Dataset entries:
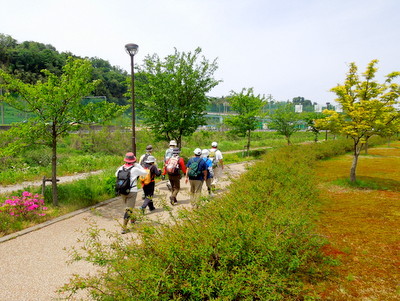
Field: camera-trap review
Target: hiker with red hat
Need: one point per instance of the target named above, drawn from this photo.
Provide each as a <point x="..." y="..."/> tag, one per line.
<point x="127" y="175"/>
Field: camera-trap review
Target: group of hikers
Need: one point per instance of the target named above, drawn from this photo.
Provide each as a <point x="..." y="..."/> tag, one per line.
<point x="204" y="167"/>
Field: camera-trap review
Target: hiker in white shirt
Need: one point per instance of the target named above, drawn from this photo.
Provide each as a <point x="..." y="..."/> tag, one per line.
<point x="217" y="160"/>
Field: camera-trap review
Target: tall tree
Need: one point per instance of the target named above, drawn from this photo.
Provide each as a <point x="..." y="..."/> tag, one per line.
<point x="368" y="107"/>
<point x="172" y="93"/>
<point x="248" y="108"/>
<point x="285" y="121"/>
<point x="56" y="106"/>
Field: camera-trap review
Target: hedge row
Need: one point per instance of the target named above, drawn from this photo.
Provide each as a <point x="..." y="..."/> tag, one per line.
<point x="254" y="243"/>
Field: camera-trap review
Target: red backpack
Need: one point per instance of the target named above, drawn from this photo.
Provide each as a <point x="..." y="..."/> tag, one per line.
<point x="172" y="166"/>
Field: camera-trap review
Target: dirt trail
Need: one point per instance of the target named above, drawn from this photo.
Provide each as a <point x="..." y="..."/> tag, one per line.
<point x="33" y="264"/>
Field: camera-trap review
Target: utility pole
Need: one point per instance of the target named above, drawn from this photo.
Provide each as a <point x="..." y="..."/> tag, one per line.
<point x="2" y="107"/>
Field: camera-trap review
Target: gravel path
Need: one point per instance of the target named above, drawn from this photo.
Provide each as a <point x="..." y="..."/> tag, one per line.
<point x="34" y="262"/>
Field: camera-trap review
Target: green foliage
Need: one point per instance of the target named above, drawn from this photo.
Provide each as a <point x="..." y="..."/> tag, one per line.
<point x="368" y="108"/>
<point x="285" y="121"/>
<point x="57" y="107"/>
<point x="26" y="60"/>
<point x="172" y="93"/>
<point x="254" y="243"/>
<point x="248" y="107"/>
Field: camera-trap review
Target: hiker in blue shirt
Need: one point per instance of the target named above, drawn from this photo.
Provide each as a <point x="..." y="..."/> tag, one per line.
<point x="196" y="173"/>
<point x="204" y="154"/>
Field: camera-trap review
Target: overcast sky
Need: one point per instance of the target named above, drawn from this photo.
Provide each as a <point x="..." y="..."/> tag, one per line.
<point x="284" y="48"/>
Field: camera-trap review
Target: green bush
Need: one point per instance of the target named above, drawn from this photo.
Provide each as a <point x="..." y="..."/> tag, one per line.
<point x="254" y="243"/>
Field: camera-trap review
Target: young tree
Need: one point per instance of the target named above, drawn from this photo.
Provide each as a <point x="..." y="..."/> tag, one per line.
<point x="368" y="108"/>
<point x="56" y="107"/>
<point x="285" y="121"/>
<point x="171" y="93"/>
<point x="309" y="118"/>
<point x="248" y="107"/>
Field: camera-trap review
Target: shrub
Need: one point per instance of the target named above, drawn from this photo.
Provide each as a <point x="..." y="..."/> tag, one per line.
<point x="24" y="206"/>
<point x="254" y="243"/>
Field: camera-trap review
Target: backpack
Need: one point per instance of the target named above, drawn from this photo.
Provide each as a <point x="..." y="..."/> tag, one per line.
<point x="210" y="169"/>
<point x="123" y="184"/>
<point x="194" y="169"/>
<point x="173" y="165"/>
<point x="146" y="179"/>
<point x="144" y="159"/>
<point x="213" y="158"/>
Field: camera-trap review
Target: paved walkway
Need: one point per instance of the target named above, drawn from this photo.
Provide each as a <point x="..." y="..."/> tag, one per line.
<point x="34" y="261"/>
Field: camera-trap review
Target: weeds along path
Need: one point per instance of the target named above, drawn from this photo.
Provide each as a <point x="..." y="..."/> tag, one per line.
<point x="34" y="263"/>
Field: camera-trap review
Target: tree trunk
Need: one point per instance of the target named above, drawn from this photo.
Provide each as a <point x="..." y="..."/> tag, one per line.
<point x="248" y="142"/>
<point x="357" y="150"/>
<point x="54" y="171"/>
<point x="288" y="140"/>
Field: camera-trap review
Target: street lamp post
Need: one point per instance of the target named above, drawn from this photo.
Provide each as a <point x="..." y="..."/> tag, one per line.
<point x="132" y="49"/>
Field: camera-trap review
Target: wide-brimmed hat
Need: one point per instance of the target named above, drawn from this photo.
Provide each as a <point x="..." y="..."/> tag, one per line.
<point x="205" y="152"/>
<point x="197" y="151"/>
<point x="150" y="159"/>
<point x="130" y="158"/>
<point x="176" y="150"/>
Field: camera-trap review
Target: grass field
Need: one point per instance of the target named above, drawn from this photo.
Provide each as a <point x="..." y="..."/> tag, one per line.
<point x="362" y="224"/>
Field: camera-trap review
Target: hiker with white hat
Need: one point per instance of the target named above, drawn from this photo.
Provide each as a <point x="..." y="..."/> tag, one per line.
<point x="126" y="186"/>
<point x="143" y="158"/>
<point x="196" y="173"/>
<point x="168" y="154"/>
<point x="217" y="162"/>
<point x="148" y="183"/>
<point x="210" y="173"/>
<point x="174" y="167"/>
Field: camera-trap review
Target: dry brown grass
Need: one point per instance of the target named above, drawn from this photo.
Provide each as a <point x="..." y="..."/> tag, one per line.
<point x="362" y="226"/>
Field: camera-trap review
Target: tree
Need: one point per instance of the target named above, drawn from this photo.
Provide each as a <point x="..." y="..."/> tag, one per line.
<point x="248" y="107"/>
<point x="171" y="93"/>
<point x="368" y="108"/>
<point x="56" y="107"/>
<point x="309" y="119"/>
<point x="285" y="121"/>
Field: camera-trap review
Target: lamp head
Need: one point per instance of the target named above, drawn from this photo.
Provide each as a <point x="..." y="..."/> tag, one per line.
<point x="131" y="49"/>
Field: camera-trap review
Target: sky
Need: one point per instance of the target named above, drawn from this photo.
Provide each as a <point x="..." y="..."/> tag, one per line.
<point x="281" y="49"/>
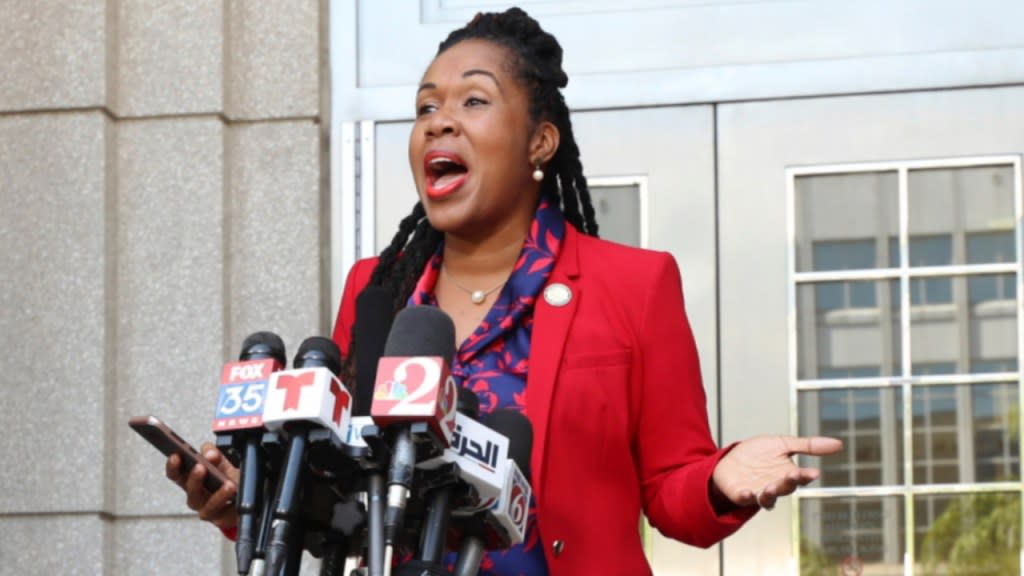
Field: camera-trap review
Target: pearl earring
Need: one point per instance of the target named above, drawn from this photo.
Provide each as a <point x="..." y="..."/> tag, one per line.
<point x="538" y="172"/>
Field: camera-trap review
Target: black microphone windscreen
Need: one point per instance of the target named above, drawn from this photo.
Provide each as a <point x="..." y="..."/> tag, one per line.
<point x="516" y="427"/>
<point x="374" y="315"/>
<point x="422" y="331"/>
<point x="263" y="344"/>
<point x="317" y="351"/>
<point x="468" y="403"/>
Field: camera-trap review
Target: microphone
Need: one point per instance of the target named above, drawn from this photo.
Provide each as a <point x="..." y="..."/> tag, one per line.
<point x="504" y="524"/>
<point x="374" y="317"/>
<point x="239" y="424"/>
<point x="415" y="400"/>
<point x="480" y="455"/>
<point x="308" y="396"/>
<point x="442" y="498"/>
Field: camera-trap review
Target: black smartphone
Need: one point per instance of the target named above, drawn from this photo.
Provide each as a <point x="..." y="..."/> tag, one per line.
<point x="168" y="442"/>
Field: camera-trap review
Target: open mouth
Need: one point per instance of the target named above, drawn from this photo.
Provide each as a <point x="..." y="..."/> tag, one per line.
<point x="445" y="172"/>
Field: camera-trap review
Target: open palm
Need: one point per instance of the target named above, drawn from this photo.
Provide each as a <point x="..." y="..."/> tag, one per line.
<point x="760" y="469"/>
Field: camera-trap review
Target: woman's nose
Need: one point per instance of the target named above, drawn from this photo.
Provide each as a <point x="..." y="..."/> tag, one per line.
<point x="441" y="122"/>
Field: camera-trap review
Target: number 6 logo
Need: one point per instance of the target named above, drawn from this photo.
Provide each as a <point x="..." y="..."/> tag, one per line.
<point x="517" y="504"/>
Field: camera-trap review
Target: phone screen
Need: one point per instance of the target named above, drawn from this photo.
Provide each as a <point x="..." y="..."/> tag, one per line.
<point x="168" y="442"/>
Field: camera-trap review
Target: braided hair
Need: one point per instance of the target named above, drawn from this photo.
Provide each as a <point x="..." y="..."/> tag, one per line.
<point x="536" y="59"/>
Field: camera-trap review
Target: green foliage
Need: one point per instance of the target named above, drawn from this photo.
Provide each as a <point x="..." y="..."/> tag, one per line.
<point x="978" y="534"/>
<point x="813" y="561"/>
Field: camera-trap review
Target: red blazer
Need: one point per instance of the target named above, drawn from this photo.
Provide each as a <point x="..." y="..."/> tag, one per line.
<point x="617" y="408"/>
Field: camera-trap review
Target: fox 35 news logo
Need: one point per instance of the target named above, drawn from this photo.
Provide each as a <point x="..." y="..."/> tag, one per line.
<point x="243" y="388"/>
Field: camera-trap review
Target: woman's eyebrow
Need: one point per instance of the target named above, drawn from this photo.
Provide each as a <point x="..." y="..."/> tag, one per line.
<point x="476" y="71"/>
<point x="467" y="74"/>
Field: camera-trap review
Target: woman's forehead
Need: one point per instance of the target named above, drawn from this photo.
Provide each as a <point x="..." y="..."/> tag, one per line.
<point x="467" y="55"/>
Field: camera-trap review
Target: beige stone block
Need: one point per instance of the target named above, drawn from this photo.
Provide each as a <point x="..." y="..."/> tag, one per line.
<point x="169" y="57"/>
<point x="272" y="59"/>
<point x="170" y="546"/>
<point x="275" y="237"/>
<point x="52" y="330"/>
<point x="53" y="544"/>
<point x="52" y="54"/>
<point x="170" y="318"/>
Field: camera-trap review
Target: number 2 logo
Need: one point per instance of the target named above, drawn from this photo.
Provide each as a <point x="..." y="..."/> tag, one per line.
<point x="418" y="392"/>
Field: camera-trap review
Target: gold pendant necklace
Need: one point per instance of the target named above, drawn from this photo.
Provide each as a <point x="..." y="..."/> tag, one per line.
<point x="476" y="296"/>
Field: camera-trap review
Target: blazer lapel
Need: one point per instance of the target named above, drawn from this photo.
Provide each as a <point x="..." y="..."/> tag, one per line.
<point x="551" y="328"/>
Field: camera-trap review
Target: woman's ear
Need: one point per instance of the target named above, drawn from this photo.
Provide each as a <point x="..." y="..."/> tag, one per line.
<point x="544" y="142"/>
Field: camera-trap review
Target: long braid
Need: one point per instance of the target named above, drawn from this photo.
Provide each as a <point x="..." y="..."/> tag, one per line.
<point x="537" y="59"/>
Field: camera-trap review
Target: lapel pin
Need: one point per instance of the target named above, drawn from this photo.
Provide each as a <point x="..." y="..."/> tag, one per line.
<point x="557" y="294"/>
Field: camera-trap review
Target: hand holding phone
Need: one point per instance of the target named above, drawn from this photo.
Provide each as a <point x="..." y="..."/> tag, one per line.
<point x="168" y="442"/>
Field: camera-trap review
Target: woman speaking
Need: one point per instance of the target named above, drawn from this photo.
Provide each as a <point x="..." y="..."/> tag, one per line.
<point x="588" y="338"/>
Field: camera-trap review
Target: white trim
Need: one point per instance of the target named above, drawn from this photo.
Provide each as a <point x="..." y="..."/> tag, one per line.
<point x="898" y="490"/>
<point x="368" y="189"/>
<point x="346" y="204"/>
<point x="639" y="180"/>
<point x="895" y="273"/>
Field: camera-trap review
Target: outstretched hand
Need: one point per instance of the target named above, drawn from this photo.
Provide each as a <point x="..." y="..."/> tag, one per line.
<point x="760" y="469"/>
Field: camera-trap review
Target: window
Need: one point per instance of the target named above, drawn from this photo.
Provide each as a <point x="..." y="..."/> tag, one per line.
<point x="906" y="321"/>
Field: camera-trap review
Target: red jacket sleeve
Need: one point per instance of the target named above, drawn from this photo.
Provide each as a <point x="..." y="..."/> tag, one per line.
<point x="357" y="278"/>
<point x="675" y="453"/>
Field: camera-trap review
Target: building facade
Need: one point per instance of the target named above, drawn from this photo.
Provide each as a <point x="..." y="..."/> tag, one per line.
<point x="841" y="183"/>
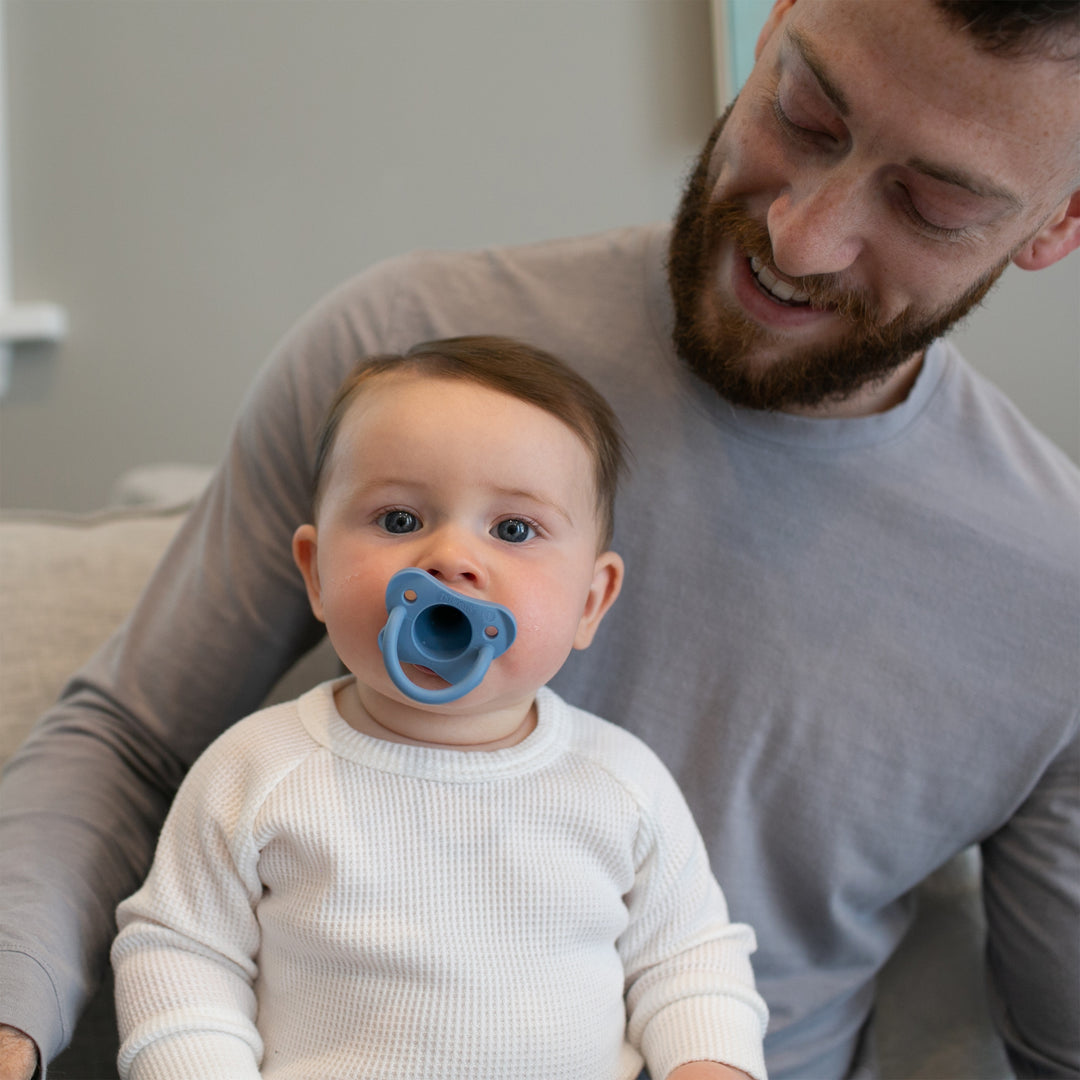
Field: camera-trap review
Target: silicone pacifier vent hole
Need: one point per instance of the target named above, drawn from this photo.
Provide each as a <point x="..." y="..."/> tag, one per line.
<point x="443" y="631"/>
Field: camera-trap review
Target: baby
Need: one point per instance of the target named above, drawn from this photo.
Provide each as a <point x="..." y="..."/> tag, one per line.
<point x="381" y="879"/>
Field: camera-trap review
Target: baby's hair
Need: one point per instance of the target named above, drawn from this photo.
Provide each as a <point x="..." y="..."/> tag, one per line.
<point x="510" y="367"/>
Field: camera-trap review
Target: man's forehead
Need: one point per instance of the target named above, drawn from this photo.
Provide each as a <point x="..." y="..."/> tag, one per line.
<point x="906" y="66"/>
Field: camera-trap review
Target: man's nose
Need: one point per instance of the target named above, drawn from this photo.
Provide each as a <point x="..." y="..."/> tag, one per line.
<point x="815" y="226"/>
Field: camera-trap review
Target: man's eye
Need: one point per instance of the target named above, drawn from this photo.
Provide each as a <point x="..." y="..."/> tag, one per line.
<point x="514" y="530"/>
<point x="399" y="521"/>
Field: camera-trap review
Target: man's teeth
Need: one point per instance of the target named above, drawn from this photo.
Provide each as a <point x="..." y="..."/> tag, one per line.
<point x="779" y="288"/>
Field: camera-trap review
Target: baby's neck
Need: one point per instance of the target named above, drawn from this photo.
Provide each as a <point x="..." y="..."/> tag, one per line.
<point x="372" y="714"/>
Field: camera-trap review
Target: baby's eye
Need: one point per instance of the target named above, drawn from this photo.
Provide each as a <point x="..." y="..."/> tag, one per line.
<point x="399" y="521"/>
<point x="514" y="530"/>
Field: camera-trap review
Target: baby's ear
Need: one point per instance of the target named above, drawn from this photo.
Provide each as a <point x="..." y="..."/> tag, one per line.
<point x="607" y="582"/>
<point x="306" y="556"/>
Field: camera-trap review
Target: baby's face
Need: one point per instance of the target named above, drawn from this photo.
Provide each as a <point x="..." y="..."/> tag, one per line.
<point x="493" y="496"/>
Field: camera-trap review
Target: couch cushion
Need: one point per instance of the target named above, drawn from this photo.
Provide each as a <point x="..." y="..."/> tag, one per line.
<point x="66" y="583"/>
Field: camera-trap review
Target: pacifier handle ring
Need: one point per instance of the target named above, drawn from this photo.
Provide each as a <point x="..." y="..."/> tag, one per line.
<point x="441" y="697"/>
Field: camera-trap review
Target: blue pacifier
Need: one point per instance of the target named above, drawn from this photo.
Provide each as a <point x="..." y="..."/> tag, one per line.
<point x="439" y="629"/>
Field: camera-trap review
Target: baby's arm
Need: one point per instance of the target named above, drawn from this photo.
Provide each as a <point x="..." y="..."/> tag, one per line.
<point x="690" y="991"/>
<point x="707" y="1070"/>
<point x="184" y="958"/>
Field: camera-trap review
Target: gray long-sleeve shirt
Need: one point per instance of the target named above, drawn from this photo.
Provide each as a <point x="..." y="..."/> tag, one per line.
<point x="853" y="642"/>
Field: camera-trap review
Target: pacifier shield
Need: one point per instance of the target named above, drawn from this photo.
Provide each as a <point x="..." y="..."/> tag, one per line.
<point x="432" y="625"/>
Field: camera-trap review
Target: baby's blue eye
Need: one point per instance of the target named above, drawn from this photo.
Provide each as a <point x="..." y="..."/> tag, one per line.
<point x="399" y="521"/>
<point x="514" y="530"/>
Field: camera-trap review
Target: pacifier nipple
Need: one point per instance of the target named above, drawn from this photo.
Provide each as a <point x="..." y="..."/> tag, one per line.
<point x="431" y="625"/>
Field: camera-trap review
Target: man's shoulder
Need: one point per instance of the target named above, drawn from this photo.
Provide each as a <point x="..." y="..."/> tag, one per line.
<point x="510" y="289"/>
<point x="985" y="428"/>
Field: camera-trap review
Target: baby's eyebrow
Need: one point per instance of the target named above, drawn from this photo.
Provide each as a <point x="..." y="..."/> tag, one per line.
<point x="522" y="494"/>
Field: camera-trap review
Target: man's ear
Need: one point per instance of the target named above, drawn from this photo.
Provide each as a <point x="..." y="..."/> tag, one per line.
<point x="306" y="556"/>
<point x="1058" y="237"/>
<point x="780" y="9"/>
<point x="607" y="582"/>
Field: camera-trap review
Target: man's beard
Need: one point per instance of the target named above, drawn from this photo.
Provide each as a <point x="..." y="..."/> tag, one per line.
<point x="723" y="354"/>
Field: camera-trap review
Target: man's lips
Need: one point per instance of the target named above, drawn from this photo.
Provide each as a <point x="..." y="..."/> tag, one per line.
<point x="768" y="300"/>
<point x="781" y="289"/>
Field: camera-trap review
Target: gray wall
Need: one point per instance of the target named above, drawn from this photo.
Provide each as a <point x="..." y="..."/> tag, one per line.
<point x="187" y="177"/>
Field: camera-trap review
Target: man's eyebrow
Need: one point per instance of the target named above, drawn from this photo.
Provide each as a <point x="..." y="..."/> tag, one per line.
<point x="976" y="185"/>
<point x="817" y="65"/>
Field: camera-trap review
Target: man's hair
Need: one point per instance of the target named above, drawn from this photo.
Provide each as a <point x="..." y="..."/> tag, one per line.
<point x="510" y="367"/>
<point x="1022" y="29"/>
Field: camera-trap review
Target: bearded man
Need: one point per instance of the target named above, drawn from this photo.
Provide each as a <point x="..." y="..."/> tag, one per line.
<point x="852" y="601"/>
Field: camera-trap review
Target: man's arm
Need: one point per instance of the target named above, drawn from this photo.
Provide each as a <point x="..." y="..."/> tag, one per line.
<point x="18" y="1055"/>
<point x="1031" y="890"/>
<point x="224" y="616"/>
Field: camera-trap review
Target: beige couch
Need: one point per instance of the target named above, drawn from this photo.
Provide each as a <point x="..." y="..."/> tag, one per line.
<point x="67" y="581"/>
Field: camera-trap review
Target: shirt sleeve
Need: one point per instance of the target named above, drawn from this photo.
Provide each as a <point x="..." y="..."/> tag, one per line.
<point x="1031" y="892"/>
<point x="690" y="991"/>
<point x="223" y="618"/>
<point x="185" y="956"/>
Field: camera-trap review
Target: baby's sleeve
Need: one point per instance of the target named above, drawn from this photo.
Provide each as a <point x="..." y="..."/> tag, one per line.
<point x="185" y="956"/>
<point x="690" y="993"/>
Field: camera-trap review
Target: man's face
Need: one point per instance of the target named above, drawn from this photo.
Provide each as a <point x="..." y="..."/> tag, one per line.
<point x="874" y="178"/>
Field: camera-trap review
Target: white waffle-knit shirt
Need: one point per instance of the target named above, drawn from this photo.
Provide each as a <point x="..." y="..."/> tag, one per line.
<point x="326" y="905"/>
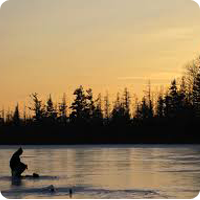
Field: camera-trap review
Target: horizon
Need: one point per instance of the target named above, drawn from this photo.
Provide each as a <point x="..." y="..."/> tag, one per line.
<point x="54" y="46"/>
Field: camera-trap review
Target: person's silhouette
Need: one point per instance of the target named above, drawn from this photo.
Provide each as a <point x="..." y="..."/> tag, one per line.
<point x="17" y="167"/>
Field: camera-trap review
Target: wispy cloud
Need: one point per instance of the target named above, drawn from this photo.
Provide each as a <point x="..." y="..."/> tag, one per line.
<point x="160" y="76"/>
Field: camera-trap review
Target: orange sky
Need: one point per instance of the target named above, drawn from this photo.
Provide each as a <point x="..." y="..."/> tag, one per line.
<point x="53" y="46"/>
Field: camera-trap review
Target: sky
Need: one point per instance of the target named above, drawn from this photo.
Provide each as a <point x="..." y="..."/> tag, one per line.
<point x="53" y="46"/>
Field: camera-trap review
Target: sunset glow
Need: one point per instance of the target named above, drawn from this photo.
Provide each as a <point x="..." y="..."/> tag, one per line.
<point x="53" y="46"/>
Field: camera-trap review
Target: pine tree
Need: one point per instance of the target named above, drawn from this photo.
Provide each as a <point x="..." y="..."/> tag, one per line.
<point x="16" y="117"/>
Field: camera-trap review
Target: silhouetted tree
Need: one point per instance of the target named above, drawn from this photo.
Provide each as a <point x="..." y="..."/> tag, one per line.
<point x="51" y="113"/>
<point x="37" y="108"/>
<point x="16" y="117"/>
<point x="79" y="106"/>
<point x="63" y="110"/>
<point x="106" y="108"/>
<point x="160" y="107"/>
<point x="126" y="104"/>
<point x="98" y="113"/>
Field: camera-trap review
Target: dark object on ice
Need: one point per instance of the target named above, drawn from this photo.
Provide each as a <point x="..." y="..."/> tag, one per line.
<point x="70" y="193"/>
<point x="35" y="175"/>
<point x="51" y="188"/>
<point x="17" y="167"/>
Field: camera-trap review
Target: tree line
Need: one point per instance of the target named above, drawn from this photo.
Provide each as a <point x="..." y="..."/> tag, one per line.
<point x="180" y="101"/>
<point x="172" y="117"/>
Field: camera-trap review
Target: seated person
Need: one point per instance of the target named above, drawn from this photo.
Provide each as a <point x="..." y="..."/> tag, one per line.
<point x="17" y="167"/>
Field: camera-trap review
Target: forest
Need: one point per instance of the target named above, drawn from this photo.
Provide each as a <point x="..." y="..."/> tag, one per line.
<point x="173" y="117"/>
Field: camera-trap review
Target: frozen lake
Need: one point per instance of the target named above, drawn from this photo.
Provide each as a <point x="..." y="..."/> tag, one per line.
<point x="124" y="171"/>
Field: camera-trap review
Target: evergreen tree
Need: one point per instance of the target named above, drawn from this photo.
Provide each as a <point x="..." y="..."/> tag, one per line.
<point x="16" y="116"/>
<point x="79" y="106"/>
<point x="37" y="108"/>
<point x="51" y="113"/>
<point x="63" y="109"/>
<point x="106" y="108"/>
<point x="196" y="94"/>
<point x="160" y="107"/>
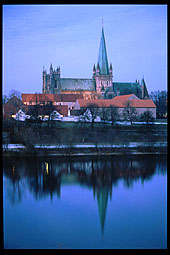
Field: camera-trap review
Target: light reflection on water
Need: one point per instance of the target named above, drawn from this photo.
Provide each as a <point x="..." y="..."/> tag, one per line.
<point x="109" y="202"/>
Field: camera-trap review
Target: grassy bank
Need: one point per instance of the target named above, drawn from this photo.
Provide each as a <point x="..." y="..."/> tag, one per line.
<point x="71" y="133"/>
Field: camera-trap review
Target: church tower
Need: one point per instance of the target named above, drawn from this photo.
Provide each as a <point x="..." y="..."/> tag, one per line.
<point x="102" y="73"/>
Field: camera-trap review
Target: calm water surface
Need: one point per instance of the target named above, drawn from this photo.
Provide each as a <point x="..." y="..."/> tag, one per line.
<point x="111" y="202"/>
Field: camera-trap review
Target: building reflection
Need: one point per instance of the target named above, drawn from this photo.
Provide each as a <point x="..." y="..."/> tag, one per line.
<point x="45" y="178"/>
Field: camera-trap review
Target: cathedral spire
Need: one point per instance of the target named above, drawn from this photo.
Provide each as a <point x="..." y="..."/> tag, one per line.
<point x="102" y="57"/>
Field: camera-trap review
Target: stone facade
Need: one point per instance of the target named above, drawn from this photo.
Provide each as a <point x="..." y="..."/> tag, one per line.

* Task to carry out *
Reproduce only the lines from the beginning of the data through the line that contains "Target: utility pole", both included, and please drop the pictures.

* Expected output *
Field: camera-trap review
Target: hiker with red hat
Need: one point per instance of the target named above, drawn from this photo.
Provide each as a <point x="..." y="..."/> tag, one per line.
<point x="127" y="175"/>
Field: camera-trap review
Target: group of hikers
Need: one point per instance of the target named above, drawn from this photo.
Provide each as a <point x="..." y="..."/> tag, one per line.
<point x="204" y="167"/>
Field: camera-trap review
Target: hiker in white shirt
Need: one point per instance of the target named above, drawn from this photo.
Provide each as a <point x="..." y="..."/> tag, one per line.
<point x="217" y="160"/>
Field: camera-trap review
Target: tall tree
Need: one point per instance of the target named above, drawn from this photo.
Provide each as a <point x="..." y="..."/> tag, one per line.
<point x="368" y="107"/>
<point x="172" y="93"/>
<point x="248" y="108"/>
<point x="285" y="121"/>
<point x="56" y="106"/>
Field: camera-trap review
Target: hedge row
Need: one point per instance of the target named above, drawn from this photo.
Provide each as a <point x="..." y="..."/> tag, one per line.
<point x="254" y="243"/>
Field: camera-trap review
Target: red backpack
Need: one point per instance of the target named above, drawn from this photo.
Provide each as a <point x="..." y="..."/> tag, one per line.
<point x="172" y="166"/>
Field: camera-trap review
Target: dirt trail
Need: one point per instance of the target named above, drawn from this photo.
Provide each as a <point x="..." y="..."/> tag, one per line.
<point x="33" y="264"/>
Field: camera-trap review
Target: utility pole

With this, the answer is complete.